Activity:
Restate all of the entries verbatim.

===== The records

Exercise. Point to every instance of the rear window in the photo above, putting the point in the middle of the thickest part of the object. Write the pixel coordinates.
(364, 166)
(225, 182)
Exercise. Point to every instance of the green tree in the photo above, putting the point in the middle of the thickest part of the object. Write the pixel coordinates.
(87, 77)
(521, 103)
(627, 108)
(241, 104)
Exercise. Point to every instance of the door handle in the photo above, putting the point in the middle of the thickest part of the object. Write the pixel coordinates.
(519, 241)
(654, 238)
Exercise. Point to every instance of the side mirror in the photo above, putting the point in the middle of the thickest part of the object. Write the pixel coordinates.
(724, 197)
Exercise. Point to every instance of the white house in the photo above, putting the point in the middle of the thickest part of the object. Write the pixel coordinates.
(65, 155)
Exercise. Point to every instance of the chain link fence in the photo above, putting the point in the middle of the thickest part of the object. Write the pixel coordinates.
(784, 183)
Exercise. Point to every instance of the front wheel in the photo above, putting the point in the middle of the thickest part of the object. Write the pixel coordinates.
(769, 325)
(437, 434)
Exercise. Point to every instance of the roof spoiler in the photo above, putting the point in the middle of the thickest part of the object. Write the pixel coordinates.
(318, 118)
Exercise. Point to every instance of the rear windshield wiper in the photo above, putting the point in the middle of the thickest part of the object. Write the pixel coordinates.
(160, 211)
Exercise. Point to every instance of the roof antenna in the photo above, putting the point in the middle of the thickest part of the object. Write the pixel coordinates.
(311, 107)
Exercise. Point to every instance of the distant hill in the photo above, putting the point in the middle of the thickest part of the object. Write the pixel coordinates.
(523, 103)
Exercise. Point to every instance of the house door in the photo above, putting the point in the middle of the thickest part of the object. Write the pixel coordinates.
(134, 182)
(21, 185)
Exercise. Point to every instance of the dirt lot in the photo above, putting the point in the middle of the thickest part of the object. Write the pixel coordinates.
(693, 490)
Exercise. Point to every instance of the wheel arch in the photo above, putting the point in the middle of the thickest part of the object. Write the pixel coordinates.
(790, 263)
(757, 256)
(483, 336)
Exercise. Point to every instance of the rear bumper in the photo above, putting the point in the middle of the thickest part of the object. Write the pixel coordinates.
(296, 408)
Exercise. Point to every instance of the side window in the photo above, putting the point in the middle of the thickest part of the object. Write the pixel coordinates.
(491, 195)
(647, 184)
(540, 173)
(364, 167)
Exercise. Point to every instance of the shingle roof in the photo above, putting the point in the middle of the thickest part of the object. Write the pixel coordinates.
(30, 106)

==========

Task answer:
Exercise. Point to every instance of the rear window in the photo above, putting the point in the middle of the thickest part of the object. Write the pixel coordinates.
(364, 166)
(225, 182)
Exercise. Point to every instance of the green tree in the photo above, putting the point in the middle of the thickest part of the object. Write the pixel coordinates.
(87, 77)
(521, 103)
(627, 108)
(241, 104)
Exercise. Point to every instance of the door handle in the photo above, putting the point in the middle of the thickest part of the object. Write the pixel coordinates.
(519, 241)
(654, 238)
Exercise. Point to every instance of the side mirror in the photo above, putting the point in the middle of the thickest part of the object. Write the pixel coordinates.
(724, 197)
Exercise. Point to every instance of the white house in the photo above, putting the point in the middle of the thickest part of the object. Write the pixel coordinates.
(65, 155)
Exercise. Point to every instance of the chain link fence in the photo above, putting the point in the middle of the thickest part of the object. Write the pixel coordinates.
(784, 183)
Exercise. Point to every instance of the front wheel in the photo above, putting the point in the middle of the thickest part of the object. Write the pixel coordinates.
(769, 325)
(437, 434)
Exercise. Point to every instance of the roof spoiler in the photo above, putting the point in the middle of the thickest part of the object. Write the pixel coordinates.
(318, 118)
Exercise. Point to every instance of the rear windshield wiper in the photo above, putting the point in the middle of the thickest part of the object. Write the pixel coordinates.
(160, 211)
Exercise. Point to every instance of the roof antenna in the photo above, putting the point in the middle of the thickest part of the object. Write the pixel coordinates.
(311, 107)
Exercise. Point to every instance of the distant hill in the photo above, putting the point in the middle of the thickest part of the object. Write the pixel coordinates.
(523, 103)
Exercise. Point to every instance of the house door in the photo above, putting the point in the middle of the thickest part of the object. Write the pixel coordinates.
(134, 182)
(21, 185)
Exercise. Point to every instance of the dirt lot in the photo above, putting the point in the middle of the thickest part of the object. Write the pixel coordinates.
(693, 490)
Exercise. Point to every instance of the wheel arch in the photo above, putting the point in the middle of the thickest part of the object. Write the pixel coordinates.
(790, 263)
(757, 256)
(483, 336)
Exercise. Point to every instance of the rear bumper in the photo above, putting the point in the middle of the thickest part of the object. Write the pixel coordinates.
(296, 408)
Exercise. Point to every instance of the side window in the photo above, putting the point in the middle of the thickest part of the object. Write the pixel coordinates.
(491, 195)
(647, 184)
(540, 173)
(364, 167)
Exercise. Point to every instance of the shingle roof in the photo above, putting the point in the middle of the thickest part of the object. Write the pixel coordinates.
(30, 106)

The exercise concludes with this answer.